* _Brief 1_
Retype the part of the biologics manufacturing article starting with "In PharmExec, BioPlan President" and going on through "confidence in oversight.".
* _Brief 2_
In the biologics manufacturing article, which country did U.S. respondents put as their first pick?
* _Brief 3_
Proceed with the article on China and India in biologics manufacturing, picking up after its final sentence.

* _Supplied text_

China, India lose some appeal for biologics manufacturing

China and India have gained a fair amount of capacity for manufacturing biopharmaceuticals of late. In years past, companies in the U.S. and Europe have thought of them as the most likely spots to outsource manufacturing work, but according to a new survey from BioPlan Associates, those two countries are losing their luster.

In PharmExec, BioPlan President Eric Langer says that although those two countries previously were the two most likely spots to outsource biopharmaceutical manufacturing, the company's 10th Annual Report and Survey of Biopharmaceutical Manufacturing Capacity and Production finds China in ninth place and India in fourth. The U.S. was the top spot picked, with Germany and Singapore filling out the top three. U.S. respondents put Singapore as their first pick, trailed by Germany, the U.K., China, and India. 

Langer points out that the survey is heavily weighted to European drugmakers, so the drop is somewhat expected. Still, he notes rising regulatory issues as a key consideration, leading companies to think of traditional manufacturing hubs where they have more confidence in oversight.

He doesn't expect this trend to hold, however, as China and India are building up their capacity in biopharmaceutical manufacturing. Citing another source, he says that while the U.S. and Western Europe still dominate capacity, with 35.9% and 26.1% respectively, China and India are at 8.6% and 8.1%, respectively, and growing. Drugmakers, he said, are taking notice of that.

* _Supplied information_
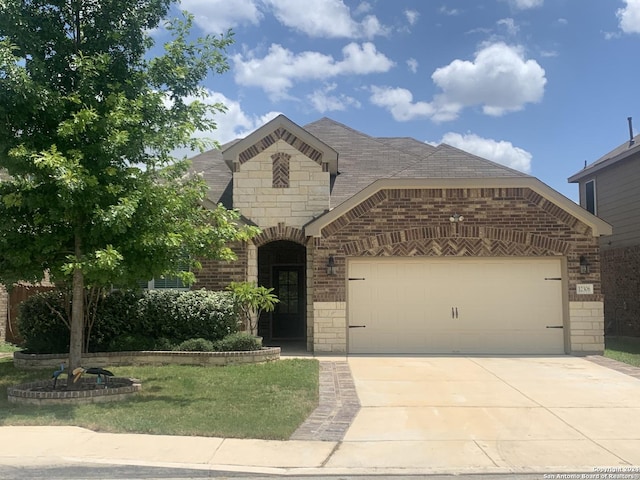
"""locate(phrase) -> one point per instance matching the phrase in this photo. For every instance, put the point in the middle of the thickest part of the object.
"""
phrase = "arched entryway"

* _Your response 1_
In PharmExec, BioPlan President Eric Langer says that although those two countries previously were the two most likely spots to outsource biopharmaceutical manufacturing, the company's 10th Annual Report and Survey of Biopharmaceutical Manufacturing Capacity and Production finds China in ninth place and India in fourth. The U.S. was the top spot picked, with Germany and Singapore filling out the top three. U.S. respondents put Singapore as their first pick, trailed by Germany, the U.K., China, and India. 

Langer points out that the survey is heavily weighted to European drugmakers, so the drop is somewhat expected. Still, he notes rising regulatory issues as a key consideration, leading companies to think of traditional manufacturing hubs where they have more confidence in oversight.

* _Your response 2_
Singapore

* _Your response 3_
In a recent twist on the business model, Germany's Boehringer Ingelheim last month said it would spend nearly $45 million to build a biologics plant in Pudong, Shanghai. The company claims the plant should be finished by 2016 and will do contract manufacturing work for both Chinese and Western drugmakers. Other companies are also building plants there to do contract work or to manufacture their own products. Innovent Biologics said in November it had picked up $25 million from investors, including Eli Lilly ($LLY), to build a 90,000-square-meter plant in Suzhou, China. On the other hand, Novartis ($NVS) picked Singapore for a half-billion-dollar investment in biologics manufacturing. It is locating it alongside a traditional drugmaking facility it has in Tuas.